/---

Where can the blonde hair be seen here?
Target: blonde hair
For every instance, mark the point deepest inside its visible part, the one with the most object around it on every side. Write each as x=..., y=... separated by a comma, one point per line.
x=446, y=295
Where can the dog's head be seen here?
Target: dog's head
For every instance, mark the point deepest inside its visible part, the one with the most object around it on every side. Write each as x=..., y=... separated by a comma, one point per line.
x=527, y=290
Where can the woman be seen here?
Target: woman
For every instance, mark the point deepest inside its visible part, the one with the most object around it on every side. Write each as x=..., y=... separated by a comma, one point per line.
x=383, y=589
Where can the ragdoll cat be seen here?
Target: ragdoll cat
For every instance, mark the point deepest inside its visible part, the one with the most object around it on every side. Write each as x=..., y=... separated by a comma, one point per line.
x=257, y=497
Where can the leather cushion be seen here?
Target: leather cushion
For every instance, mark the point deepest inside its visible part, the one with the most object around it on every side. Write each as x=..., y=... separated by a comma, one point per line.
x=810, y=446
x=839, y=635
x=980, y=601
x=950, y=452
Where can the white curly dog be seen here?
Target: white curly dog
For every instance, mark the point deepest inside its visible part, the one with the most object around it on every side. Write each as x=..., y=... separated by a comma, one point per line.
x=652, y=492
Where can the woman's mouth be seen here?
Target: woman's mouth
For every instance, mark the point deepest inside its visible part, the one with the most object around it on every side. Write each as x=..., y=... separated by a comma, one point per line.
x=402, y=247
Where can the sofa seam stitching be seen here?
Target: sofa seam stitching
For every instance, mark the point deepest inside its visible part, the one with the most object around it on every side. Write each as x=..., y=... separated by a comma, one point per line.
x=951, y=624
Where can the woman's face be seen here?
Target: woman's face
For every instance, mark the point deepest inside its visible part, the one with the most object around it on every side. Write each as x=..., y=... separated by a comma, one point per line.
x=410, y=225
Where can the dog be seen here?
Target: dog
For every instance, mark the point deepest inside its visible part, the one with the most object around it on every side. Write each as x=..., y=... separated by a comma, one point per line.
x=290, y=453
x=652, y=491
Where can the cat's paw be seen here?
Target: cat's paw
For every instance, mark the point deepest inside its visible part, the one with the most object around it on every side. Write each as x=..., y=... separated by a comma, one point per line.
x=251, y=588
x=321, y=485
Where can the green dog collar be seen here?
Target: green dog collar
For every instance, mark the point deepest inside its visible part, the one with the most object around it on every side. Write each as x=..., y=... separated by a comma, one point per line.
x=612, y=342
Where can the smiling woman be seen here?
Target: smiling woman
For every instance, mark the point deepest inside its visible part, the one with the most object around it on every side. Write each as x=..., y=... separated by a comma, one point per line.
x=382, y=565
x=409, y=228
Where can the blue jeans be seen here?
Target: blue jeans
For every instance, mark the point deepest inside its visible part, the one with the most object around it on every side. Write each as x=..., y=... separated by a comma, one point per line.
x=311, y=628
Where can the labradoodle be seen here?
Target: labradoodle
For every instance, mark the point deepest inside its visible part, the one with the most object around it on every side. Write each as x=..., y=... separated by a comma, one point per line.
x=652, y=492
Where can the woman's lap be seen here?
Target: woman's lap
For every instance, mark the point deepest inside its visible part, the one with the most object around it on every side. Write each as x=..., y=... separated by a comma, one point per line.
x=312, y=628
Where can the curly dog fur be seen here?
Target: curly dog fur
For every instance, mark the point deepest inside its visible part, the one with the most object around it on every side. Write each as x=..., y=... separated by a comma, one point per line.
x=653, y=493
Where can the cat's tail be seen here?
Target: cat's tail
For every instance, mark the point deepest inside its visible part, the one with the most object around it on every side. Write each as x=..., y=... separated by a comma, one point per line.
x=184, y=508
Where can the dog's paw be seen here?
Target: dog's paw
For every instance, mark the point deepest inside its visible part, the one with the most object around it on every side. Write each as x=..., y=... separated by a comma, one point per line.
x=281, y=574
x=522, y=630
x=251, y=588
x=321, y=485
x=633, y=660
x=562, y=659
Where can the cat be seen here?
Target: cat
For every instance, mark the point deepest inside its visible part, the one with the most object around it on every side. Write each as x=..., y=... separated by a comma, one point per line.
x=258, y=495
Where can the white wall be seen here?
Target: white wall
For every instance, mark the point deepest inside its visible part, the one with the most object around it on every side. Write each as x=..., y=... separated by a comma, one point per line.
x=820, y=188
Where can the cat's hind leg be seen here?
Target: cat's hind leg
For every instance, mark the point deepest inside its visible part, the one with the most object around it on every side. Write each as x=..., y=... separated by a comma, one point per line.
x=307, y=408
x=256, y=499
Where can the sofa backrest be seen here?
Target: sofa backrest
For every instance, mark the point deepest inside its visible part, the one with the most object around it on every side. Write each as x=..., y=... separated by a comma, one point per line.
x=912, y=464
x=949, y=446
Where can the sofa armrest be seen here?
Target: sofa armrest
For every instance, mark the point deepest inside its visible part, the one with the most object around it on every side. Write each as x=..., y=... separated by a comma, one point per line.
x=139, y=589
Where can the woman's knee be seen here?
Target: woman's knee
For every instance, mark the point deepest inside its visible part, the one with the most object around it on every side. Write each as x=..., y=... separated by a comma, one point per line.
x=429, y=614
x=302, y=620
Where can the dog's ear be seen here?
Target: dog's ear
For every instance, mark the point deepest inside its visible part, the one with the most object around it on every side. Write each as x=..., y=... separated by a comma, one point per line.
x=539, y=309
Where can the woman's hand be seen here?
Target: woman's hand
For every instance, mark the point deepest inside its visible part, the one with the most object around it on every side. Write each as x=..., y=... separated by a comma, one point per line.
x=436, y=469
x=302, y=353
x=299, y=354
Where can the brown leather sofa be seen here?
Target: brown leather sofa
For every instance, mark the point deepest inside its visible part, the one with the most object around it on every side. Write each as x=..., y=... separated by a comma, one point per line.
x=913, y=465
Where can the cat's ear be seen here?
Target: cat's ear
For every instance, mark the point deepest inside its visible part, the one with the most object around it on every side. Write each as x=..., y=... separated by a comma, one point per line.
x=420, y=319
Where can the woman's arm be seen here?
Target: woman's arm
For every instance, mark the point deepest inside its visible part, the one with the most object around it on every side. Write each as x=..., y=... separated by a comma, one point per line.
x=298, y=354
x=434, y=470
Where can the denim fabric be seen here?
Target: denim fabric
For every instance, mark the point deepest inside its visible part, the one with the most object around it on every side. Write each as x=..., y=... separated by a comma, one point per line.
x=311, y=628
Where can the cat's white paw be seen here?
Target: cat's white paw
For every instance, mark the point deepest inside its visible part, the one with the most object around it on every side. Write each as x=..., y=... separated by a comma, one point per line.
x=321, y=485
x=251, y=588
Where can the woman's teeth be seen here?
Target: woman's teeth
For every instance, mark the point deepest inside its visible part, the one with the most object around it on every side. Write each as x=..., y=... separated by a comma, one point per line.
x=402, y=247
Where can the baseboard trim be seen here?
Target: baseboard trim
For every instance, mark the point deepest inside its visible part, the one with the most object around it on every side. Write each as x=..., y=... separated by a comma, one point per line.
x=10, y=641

\---
/---

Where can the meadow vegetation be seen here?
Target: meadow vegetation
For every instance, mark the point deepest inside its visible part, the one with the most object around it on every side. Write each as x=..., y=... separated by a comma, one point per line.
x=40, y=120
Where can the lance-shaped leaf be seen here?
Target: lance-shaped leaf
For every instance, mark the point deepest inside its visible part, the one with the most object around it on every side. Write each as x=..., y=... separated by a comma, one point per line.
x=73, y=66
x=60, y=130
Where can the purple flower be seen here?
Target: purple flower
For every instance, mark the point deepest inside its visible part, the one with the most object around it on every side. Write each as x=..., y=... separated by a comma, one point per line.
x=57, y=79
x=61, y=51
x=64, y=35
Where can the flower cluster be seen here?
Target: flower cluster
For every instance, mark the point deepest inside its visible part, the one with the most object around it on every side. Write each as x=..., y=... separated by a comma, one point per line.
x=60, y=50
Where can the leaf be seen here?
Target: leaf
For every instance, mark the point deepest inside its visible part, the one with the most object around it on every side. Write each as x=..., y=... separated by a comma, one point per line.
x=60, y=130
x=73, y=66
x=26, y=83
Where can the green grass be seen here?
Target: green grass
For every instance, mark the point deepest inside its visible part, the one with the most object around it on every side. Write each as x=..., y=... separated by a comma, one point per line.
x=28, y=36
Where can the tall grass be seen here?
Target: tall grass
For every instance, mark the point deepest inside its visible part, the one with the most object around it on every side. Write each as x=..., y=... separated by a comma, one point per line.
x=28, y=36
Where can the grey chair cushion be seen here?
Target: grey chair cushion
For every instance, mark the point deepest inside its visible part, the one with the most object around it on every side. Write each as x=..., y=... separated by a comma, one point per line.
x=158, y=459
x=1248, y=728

\---
/---

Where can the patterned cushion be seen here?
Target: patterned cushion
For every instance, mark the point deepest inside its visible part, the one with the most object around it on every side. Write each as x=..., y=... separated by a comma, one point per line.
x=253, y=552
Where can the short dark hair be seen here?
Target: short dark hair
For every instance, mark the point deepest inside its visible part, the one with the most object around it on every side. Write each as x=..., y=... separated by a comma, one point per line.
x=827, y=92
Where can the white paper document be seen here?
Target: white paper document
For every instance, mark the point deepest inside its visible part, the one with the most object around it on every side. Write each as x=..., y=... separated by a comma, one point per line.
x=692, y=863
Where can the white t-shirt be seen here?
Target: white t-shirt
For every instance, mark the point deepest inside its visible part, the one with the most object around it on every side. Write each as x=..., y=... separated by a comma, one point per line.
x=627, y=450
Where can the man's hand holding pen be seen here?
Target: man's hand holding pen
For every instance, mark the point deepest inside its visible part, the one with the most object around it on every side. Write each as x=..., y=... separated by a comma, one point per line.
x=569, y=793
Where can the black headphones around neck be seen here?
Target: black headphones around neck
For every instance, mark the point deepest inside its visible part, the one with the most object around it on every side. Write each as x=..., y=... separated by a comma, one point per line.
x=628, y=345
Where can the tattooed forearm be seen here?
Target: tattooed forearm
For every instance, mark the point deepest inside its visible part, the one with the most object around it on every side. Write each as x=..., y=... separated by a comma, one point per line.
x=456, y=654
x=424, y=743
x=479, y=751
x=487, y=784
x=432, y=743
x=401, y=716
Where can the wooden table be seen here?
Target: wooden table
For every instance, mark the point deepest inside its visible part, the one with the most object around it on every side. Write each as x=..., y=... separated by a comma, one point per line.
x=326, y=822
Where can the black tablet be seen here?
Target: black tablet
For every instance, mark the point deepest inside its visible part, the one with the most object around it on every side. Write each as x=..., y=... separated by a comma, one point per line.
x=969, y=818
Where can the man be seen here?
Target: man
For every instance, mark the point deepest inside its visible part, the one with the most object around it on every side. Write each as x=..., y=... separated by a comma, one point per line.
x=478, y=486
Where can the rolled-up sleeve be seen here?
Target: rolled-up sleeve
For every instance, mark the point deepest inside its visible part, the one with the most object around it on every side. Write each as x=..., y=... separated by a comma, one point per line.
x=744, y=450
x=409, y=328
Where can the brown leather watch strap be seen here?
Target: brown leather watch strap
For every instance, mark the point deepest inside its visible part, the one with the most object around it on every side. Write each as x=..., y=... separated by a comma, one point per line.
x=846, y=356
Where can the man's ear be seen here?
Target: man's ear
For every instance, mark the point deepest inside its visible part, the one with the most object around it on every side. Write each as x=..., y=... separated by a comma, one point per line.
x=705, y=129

\---

Goal of the exercise -
Gather every line above that contains the word "holding", and copy each of those lines in full.

Final result -
Where can the man's hand holding pen be seen here?
Target: man's hand holding pen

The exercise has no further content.